- **Required action**:
Would you repeat each of the lines below exactly?
[[ Record extracts open ]]
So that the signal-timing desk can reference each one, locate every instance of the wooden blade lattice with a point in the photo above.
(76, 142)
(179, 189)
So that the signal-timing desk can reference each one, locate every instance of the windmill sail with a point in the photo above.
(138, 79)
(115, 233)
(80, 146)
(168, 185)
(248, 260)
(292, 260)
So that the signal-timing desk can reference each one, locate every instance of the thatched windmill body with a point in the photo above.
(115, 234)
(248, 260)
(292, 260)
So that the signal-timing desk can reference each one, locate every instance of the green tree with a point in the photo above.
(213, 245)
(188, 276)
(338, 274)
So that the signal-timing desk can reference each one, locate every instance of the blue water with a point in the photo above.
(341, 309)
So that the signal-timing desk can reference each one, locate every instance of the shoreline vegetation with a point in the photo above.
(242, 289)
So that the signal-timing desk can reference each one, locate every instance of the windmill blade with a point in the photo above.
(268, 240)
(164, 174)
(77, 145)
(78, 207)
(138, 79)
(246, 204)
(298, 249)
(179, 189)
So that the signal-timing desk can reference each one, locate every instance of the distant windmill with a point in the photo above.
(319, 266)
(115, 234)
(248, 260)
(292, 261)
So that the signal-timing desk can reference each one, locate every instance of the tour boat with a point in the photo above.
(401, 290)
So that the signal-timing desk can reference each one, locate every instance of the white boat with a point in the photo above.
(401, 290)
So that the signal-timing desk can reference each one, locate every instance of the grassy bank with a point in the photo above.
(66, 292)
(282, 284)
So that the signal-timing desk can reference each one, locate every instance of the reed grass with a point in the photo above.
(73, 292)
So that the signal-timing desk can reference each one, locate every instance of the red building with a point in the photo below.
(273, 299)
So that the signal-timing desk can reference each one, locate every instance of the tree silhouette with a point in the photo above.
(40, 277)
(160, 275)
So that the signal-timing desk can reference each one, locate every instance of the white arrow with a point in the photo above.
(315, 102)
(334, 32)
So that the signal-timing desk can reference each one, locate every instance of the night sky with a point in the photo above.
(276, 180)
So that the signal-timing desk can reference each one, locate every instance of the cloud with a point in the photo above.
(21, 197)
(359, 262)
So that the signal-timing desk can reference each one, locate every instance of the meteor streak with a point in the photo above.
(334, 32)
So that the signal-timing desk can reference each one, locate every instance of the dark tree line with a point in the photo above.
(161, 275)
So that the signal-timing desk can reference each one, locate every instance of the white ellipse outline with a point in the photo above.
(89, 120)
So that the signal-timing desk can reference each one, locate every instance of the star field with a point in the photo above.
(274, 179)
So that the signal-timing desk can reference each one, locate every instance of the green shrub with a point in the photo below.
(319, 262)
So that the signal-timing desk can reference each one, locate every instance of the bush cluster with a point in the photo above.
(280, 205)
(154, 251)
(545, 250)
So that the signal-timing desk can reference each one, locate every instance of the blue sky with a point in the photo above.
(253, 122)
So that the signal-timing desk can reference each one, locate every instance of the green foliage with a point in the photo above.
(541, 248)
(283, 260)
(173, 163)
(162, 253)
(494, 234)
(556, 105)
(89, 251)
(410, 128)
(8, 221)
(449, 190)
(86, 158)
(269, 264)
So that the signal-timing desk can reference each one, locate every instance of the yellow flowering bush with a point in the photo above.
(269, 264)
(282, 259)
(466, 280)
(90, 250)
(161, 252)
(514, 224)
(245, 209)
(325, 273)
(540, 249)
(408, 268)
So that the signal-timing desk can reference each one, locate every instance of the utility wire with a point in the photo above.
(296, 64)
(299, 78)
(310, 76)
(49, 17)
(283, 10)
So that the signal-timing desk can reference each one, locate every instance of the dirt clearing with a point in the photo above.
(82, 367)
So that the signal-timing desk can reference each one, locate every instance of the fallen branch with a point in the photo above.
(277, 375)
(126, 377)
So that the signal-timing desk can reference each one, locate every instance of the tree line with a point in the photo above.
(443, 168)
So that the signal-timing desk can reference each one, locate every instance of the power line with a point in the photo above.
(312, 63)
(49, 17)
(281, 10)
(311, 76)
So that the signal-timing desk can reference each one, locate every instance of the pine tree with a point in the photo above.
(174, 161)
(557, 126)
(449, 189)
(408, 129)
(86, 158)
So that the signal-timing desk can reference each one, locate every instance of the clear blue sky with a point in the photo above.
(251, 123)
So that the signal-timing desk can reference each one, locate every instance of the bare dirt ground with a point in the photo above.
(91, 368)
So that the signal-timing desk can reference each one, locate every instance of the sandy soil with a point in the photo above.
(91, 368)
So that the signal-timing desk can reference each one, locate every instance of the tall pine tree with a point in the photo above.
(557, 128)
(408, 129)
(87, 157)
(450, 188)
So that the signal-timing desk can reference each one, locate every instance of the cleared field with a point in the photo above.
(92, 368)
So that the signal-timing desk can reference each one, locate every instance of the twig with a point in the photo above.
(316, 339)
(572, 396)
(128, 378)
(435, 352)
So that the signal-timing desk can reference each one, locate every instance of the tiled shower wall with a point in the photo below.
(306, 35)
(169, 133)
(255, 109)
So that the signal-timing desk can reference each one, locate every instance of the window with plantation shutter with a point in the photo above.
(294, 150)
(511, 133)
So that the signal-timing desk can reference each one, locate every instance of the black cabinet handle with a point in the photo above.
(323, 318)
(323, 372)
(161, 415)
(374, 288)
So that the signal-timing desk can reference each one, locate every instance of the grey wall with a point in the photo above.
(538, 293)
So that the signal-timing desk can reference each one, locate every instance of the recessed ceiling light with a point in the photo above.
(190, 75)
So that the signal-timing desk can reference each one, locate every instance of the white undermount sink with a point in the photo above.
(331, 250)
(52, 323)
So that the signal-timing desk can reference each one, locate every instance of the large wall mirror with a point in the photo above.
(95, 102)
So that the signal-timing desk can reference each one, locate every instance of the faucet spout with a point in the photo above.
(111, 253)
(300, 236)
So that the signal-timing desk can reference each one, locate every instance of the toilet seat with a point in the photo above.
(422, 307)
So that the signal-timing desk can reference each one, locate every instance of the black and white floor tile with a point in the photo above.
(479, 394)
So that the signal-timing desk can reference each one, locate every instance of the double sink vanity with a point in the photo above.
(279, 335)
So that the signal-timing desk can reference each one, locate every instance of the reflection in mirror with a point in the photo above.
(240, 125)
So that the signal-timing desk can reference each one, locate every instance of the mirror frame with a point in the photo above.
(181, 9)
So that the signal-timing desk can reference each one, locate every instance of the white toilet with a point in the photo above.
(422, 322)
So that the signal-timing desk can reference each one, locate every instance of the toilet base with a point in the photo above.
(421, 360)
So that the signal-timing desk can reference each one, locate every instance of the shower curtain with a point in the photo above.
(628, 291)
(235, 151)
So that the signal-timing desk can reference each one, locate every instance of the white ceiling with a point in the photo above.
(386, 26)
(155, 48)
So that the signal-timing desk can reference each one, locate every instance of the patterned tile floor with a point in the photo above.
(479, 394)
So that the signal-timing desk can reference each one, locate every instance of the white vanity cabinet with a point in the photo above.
[[ Record extracts closed ]]
- **Answer**:
So that the signal-timing desk can reference each one, locate every instance of the wooden blade lattice with a point in the photo above.
(76, 142)
(179, 189)
So that the signal-timing desk can reference each one, locate every instance of the windmill sail with a point in the photo above.
(138, 79)
(115, 233)
(80, 146)
(168, 185)
(248, 260)
(292, 260)
So that the signal-timing desk can reference each one, locate every instance of the thatched windmill body with a point in the photo above.
(115, 234)
(248, 260)
(292, 260)
So that the signal-timing desk can reference each one, locate every instance of the green tree with a point in the photo above.
(213, 245)
(188, 276)
(338, 274)
So that the signal-timing desk can reference each one, locate every instance of the blue water with a point in the photo above.
(341, 309)
So that the signal-timing desk can reference each one, locate every instance of the shoreline vegetation with a point in the photo above.
(242, 289)
So that the signal-timing desk can reference each one, locate every instance of the windmill blade with a point in the photo above.
(268, 240)
(164, 174)
(77, 145)
(78, 207)
(138, 79)
(246, 204)
(298, 249)
(179, 189)
So that the signal-timing desk can reference each one, locate every instance of the distant windmill with a point in the photo above.
(319, 266)
(115, 234)
(248, 260)
(292, 261)
So that the signal-timing desk can reference each one, locate every instance of the tour boat with a point in the photo above.
(401, 290)
So that the signal-timing desk can reference each one, locate every instance of the white boat with a point in the photo above.
(401, 290)
So that the signal-timing desk can reference each one, locate every instance of the grassy bank with a point in the photo above.
(66, 292)
(282, 284)
So that the signal-timing desk can reference each one, locate every instance of the reed grass with a point in the photo above.
(73, 292)
So that the signal-timing desk can reference each one, locate every instance of the red building with a point in the photo below.
(273, 299)
So that the signal-timing desk can reference each one, locate every instance of the tree silhouette with a point in the photo above.
(40, 277)
(160, 275)
So that the signal-timing desk can reference each one, locate every instance of the white arrow with a point in the photo above.
(315, 102)
(334, 32)
So that the signal-timing desk can reference each one, locate every instance of the night sky with a point in the photo above.
(276, 180)
So that the signal-timing desk can reference each one, locate every instance of the cloud with a point in the photo above.
(21, 197)
(359, 262)
So that the signal-timing desk can reference each one, locate every instance of the meteor streak with a point in the photo above.
(334, 32)
So that the signal-timing desk can reference each one, locate every instance of the dark tree line with a point in the photo above.
(161, 275)
So that the signal-timing desk can reference each one, locate every instance of the white ellipse outline with a point in the photo above.
(89, 120)
So that the signal-timing desk can reference each one, locate every instance of the star field with a point in the photo above.
(274, 179)
So that the signal-timing desk can reference each one, locate every instance of the green shrub with a point in the photo below.
(319, 262)
So that the signal-timing desk can reference each one, locate every instance of the bush cluster with a point in the photo above.
(280, 205)
(154, 251)
(545, 250)
So that the signal-timing desk can reference each one, locate every instance of the blue sky with a point in the photo above.
(253, 122)
So that the signal-timing desk can reference each one, locate every instance of the green foliage with a point in the photo above.
(541, 248)
(283, 260)
(173, 163)
(162, 253)
(494, 234)
(556, 105)
(89, 251)
(410, 128)
(8, 221)
(449, 190)
(86, 158)
(269, 264)
So that the signal-timing desk can reference each one, locate every instance of the yellow flowering bush with a point in the photo above.
(269, 264)
(282, 259)
(466, 280)
(90, 250)
(161, 252)
(514, 224)
(245, 209)
(325, 273)
(540, 249)
(408, 268)
So that the signal-timing desk can reference each one, locate every instance of the utility wire with a point in the photo above.
(296, 64)
(299, 78)
(310, 76)
(49, 17)
(283, 10)
So that the signal-timing desk can reference each one, locate every instance of the dirt clearing with a point in the photo above.
(82, 367)
So that the signal-timing desk can reference each one, locate every instance of the fallen branch with a point in the photo above.
(277, 375)
(126, 377)
So that the signal-timing desk can reference each one, locate every instance of the tree line with a point in the photo above.
(443, 168)
So that the signal-timing desk can reference each one, locate every instance of the power line with a point in the photo above.
(312, 63)
(49, 17)
(281, 10)
(311, 76)
So that the signal-timing desk can reference each one, locate every instance of the pine tree with a point in the photo above.
(174, 161)
(557, 126)
(449, 189)
(408, 129)
(86, 158)
So that the signal-timing desk can reference each one, locate every instance of the clear blue sky with a point in the photo above.
(251, 123)
So that the signal-timing desk can reference each one, locate every instance of the bare dirt ground with a point in the photo above.
(91, 368)
So that the signal-timing desk can reference each one, locate every instance of the sandy soil with a point in the photo above.
(91, 368)
So that the signal-timing desk can reference each one, locate every instance of the tall pine tree with a point in the photo above.
(557, 128)
(408, 129)
(87, 157)
(450, 188)
So that the signal-timing desk can reference each one, locate every instance of the cleared field with a point in the photo above.
(92, 368)
So that the signal-timing desk can reference each one, locate every instance of the twig with a point in the photo above.
(316, 339)
(572, 396)
(128, 378)
(435, 352)
So that the signal-timing desk can reference each one, locate every instance of the tiled shower wall with a point in the photo below.
(306, 35)
(169, 133)
(255, 109)
So that the signal-timing desk can reference each one, locate every instance of the window with plantation shutter with a point in the photo above.
(294, 150)
(511, 133)
So that the signal-timing desk can reference each one, locate every instance of the black cabinet handle with a point in the photo above.
(323, 318)
(323, 372)
(161, 415)
(374, 288)
So that the signal-timing desk can reference each one, locate every instance of the grey wall with a point in the photo above.
(538, 293)
So that the signal-timing desk can reference each one, locate every instance of the recessed ceiling light with a point in the photo above.
(190, 75)
So that the signal-timing desk can reference each one, locate every instance of the white undermount sink with a point in the photo above.
(331, 250)
(52, 323)
So that the signal-timing desk can reference each one, locate every instance of the large wall mirror with a point in the photo above.
(95, 102)
So that the signal-timing desk can reference each one, locate every instance of the faucet spout with a point in the photo above.
(111, 253)
(300, 236)
So that the signal-timing desk can reference each one, locate every instance of the toilet seat with a point in the photo above.
(422, 307)
So that the signal-timing desk can reference each one, locate every instance of the black and white floor tile with a point in the photo above.
(479, 394)
So that the signal-timing desk can reference each one, locate every instance of the double sink vanity with a point in the photo above.
(279, 335)
So that the signal-timing desk can reference each one, locate every instance of the reflection in mirror with a point in the photo above.
(240, 125)
So that the signal-timing desk can reference each one, locate every instance of the mirror frame with a point in the photo above.
(181, 9)
So that the signal-timing desk can reference each one, locate every instance of the white toilet with a point in the photo above.
(422, 322)
So that the signal-timing desk can reference each one, locate every instance of the toilet base with a point in the photo above.
(421, 360)
So that the signal-timing desk can reference each one, locate every instance of the shower curtain with a point in the photo above.
(628, 291)
(235, 151)
So that the signal-timing desk can reference each one, locate every instance of the white ceiling with a point in the photo above.
(386, 26)
(155, 48)
So that the signal-timing desk can reference each one, locate every instance of the patterned tile floor with a point in the photo above.
(479, 394)
So that the signal-timing desk can reference each one, locate every instance of the white vanity cabinet with a point in the photo above.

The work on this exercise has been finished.